All the entries need to be quoted exactly, apart from the pictures, which you should drop.

-------- Data records --------

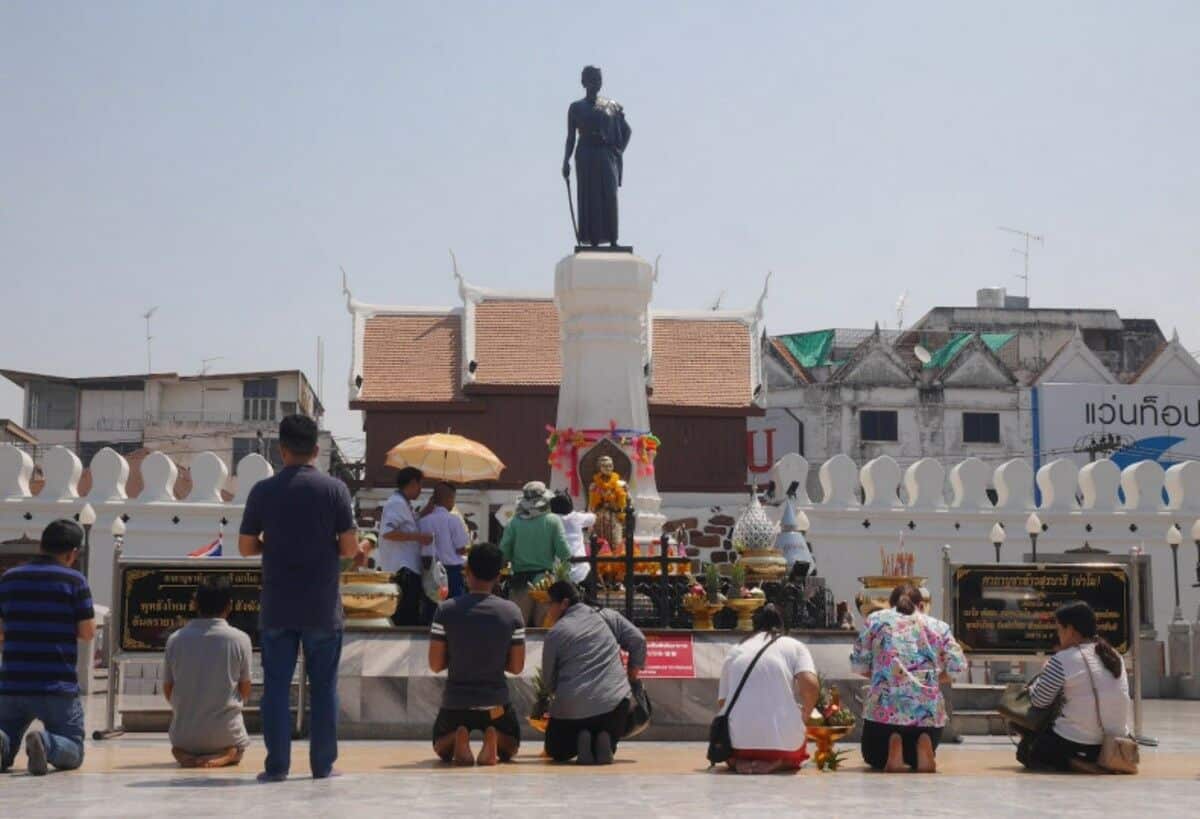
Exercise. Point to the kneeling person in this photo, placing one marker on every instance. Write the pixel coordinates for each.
(581, 665)
(477, 638)
(45, 608)
(207, 681)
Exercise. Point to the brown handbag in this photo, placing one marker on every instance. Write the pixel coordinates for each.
(1119, 754)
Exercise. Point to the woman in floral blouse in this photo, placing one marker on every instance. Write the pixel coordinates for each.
(905, 653)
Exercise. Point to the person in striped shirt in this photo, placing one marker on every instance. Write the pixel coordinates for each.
(45, 609)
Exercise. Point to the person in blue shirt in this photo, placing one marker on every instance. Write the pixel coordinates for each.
(301, 522)
(45, 609)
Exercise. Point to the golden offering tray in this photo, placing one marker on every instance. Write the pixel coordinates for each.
(745, 607)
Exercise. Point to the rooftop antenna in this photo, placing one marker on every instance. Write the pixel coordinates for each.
(321, 370)
(147, 316)
(204, 371)
(1025, 253)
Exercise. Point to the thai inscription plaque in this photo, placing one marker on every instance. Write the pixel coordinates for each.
(1009, 609)
(159, 599)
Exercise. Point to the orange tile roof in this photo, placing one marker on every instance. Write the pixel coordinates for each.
(697, 362)
(701, 363)
(412, 358)
(517, 344)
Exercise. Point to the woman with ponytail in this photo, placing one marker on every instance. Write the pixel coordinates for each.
(905, 653)
(1090, 676)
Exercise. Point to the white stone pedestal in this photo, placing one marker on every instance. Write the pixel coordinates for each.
(604, 311)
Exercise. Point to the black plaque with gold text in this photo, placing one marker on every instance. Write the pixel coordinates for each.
(1009, 609)
(159, 599)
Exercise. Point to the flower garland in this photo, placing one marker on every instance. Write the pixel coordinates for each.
(564, 446)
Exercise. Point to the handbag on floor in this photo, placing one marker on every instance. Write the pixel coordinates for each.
(720, 745)
(1018, 710)
(1119, 754)
(640, 710)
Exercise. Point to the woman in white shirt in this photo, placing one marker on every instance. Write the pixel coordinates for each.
(1090, 676)
(767, 723)
(574, 522)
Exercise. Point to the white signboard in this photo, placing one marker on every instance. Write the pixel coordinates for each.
(768, 438)
(1126, 423)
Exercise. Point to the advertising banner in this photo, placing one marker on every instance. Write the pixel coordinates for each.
(1127, 423)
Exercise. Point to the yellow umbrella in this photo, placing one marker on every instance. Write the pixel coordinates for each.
(447, 456)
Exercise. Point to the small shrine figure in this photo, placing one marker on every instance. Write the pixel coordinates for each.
(607, 497)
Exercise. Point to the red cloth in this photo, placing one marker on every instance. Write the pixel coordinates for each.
(790, 758)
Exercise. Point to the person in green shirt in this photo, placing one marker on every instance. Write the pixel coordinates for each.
(532, 542)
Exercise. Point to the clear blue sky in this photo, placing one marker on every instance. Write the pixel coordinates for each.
(221, 160)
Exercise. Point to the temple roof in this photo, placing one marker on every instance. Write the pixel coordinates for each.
(699, 359)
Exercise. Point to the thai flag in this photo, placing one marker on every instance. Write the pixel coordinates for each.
(211, 550)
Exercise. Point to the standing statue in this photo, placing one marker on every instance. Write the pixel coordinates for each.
(607, 497)
(603, 137)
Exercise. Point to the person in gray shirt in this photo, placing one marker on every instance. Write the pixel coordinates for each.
(588, 685)
(207, 681)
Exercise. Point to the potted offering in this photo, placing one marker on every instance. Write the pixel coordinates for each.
(705, 601)
(369, 597)
(895, 569)
(826, 724)
(539, 713)
(744, 602)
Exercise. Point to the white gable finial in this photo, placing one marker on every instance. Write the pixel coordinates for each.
(762, 297)
(457, 276)
(346, 290)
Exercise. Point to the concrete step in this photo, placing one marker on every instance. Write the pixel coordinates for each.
(976, 697)
(978, 723)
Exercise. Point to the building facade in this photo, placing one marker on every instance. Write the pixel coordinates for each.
(961, 382)
(231, 414)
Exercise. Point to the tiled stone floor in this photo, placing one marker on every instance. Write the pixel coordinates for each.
(132, 777)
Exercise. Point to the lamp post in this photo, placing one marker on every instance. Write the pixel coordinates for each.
(1174, 538)
(997, 538)
(87, 519)
(1033, 528)
(802, 522)
(1195, 538)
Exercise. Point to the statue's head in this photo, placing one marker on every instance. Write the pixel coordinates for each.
(592, 78)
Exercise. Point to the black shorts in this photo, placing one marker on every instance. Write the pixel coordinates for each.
(474, 719)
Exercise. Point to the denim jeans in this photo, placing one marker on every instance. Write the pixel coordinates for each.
(322, 653)
(63, 718)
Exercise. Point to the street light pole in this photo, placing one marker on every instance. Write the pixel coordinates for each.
(87, 519)
(1033, 528)
(1174, 538)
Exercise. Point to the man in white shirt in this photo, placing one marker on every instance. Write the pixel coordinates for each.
(450, 537)
(400, 545)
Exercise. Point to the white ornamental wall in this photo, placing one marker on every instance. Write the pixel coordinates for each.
(861, 510)
(156, 522)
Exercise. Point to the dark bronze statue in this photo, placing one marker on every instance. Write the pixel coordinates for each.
(603, 137)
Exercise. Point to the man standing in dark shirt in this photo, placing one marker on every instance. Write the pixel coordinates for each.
(477, 638)
(45, 608)
(301, 522)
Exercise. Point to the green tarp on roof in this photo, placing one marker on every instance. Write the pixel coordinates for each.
(810, 348)
(945, 354)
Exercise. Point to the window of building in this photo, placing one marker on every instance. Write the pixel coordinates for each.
(879, 425)
(52, 406)
(258, 399)
(88, 449)
(268, 448)
(981, 428)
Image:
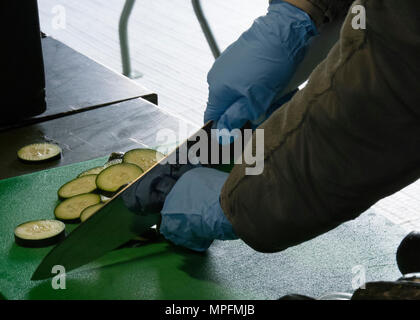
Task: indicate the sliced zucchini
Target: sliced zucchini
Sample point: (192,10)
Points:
(114,177)
(39,152)
(116,156)
(39,233)
(70,209)
(112,162)
(85,184)
(144,158)
(96,170)
(105,198)
(89,211)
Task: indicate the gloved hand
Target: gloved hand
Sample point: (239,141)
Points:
(248,75)
(192,216)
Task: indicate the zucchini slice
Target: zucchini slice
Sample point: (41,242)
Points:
(114,177)
(39,233)
(39,152)
(96,170)
(144,158)
(85,184)
(116,156)
(90,211)
(69,210)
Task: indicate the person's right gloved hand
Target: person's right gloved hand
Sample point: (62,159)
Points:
(248,75)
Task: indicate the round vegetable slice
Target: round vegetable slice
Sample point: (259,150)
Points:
(116,156)
(69,210)
(39,233)
(144,158)
(85,184)
(90,211)
(96,170)
(39,152)
(114,177)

--------

▶ _Written answer_
Exercise. Point to the kneeling person in this photo, placing one marker on every instance. Write the pixel coordinates for each.
(581, 665)
(477, 638)
(45, 608)
(207, 681)
Exercise. Point to the brown handbag in this photo, placing one marker on every instance. Write the pixel coordinates for each.
(1119, 754)
Exercise. Point to the woman in floral blouse in this photo, placing one marker on every instance. Write the pixel coordinates for each.
(905, 653)
Exercise. Point to the person in striped shirt in this photo, placing one marker on every instance. Write the pixel coordinates for each.
(45, 609)
Exercise. Point to the person in blue shirt in this photo, placing one marker on every instance. Write the pixel coordinates for each.
(301, 522)
(45, 609)
Exercise. Point to the golden offering tray in this photo, placing one marker on every instance. Write the pixel coordinates for each.
(745, 607)
Exercise. Point to the rooftop antenna in this photo, placing one marker on every instance. Write the pixel coordinates for each.
(321, 370)
(147, 316)
(204, 371)
(1025, 253)
Exercise. Point to the thai inscription plaque in this photo, placing one marker on every instance. Write the pixel coordinates for each.
(1009, 609)
(159, 599)
Exercise. Point to the orange tile roof in this photo, placing one marker on every instance. Write the pixel coordinates for each.
(697, 362)
(701, 363)
(412, 358)
(517, 344)
Exercise. Point to the woman with ponytail in this photo, placing one marker on every instance. Write the pixel coordinates for each.
(905, 653)
(1090, 676)
Exercise. Point to the white stone pedestal in this photo, placing one marker on every instance. Write the pixel coordinates for each.
(604, 311)
Exercise. Point to the black plaque with gold text in this photo, placing one marker on every instance. Write the pixel coordinates for each.
(1009, 609)
(159, 599)
Exercise. Point to the flower garland in this photo, placing one marker on every instance. Write the pixel coordinates for each.
(564, 446)
Exercise. Point to the handbag on floor in this photo, placing one marker on every instance. Write the pixel coordinates for each.
(720, 745)
(1018, 710)
(1119, 754)
(640, 710)
Exercise. Point to the woman in white shirt in this photo, placing one marker on every instance. Write the pixel coordinates for each.
(1090, 676)
(767, 723)
(574, 522)
Exercise. Point to the white signboard in this photo, placing one marker on every instance. Write the pixel coordinates for each.
(768, 438)
(1126, 423)
Exercise. Point to the advertising banner in this photo, placing one marker on every instance. Write the pixel coordinates for each.
(1127, 423)
Exercise. Point to the yellow umbrella in this photo, placing one marker on every instance. Write the pixel coordinates for each.
(447, 456)
Exercise. Point to the small shrine figure in this photo, placing one marker on every instance. Write the pixel coordinates for each.
(607, 497)
Exercise. Point to the red cloth in this photo, placing one marker on every instance. Write the pixel coordinates for each.
(790, 758)
Exercise. Point to the person in green shirt in this photo, placing one marker on every instance. Write the pixel coordinates for each.
(532, 542)
Exercise. Point to the clear blue sky in this photo, placing one marker on every instance. Write the pixel coordinates for each.
(221, 160)
Exercise. Point to the temple roof in this photo, placing one marker on every instance. Write the pixel coordinates for each.
(699, 359)
Exercise. Point to the thai flag in this photo, placing one marker on every instance. Write the pixel coordinates for each.
(211, 550)
Exercise. Point to the standing statue in this photo, placing one marker on every instance. Write the pixel coordinates for each.
(607, 497)
(603, 137)
Exercise. Point to the person in gray shirt in this photo, placing one marker on every instance. Write the pixel coordinates for each.
(588, 685)
(207, 681)
Exercise. Point to the potted offering in this photo, placing one marker on every instance. Write the pixel coordinates for each.
(705, 601)
(369, 597)
(895, 569)
(826, 724)
(539, 713)
(744, 602)
Exercise. Point to the white gable finial in this photo, placing one marker on every instance. Write the pixel coordinates for each.
(762, 297)
(457, 276)
(346, 290)
Exercise. Point to the concrete step in this photo, placing one marker on every instance. Write the pixel coordinates for each.
(976, 697)
(978, 723)
Exercise. Point to the building facade in this photo, placing one marker on every instance. Write the pixel coordinates for each.
(961, 382)
(231, 414)
Exercise. Point to the tiled stone floor in this photo, placing one marker on every instance. Write the pixel coordinates for each.
(132, 777)
Exercise. Point to the lamp post in this photo, placing one marker on every instance. Write the pixel coordinates for each.
(1174, 538)
(997, 538)
(87, 519)
(1033, 528)
(802, 522)
(1195, 538)
Exercise. Point to the statue's head in this photo, placing one marker on every instance. Write the pixel coordinates for each.
(592, 78)
Exercise. Point to the black shorts in this photo, placing one marker on every instance. Write the pixel coordinates for each.
(474, 719)
Exercise. Point to the denim jeans in this photo, placing one marker on every instance. Write the pixel coordinates for each.
(322, 653)
(63, 718)
Exercise. Point to the street light pole in this photo, placing one marker on every instance. Write the pixel coordinates for each.
(87, 519)
(1033, 528)
(1174, 538)
Exercise. Point to the man in white shirt in this photo, placing one marker on every instance. Write the pixel coordinates for each.
(450, 537)
(400, 545)
Exercise. Point to the white ornamental wall in this photo, placing one marker on every instance. Write the pixel coordinates for each.
(861, 510)
(156, 522)
Exercise. Point to the dark bronze statue in this photo, placing one marker on every instance. Write the pixel coordinates for each.
(603, 137)
Exercise. Point to the man standing in dark shirt in this photo, placing one marker on every instance. Write the pixel coordinates for each.
(477, 638)
(45, 608)
(301, 522)
Exercise. Point to the green tarp on roof in this photo, placing one marker on every instance. Write the pixel coordinates for each.
(810, 348)
(945, 354)
Exercise. Point to the window of building in this photo, placing one marker on every instance. Write the pixel coordinates for each.
(879, 425)
(52, 406)
(258, 399)
(88, 449)
(268, 448)
(981, 428)
Image:
Task: indicate the sliced zucchini
Target: sliced zucchini
Sample point: (192,10)
Points:
(114,177)
(39,152)
(116,156)
(39,233)
(70,209)
(112,162)
(85,184)
(144,158)
(96,170)
(105,198)
(89,211)
Task: indicate the gloved hand
Target: gloved hand
Sample point: (239,141)
Points:
(248,75)
(192,216)
Task: indicate the zucchini slice
Target: zucchini slice
Sample point: (41,242)
Points:
(114,177)
(39,233)
(39,152)
(96,170)
(144,158)
(85,184)
(116,156)
(90,211)
(69,210)
Task: indicate the person's right gloved hand
Target: person's right gloved hand
Sample point: (62,159)
Points:
(248,75)
Task: indicate the round vegetable slice
Target: round vegetable slice
Sample point: (259,150)
Points:
(116,156)
(69,210)
(39,233)
(144,158)
(85,184)
(90,211)
(96,170)
(39,152)
(114,177)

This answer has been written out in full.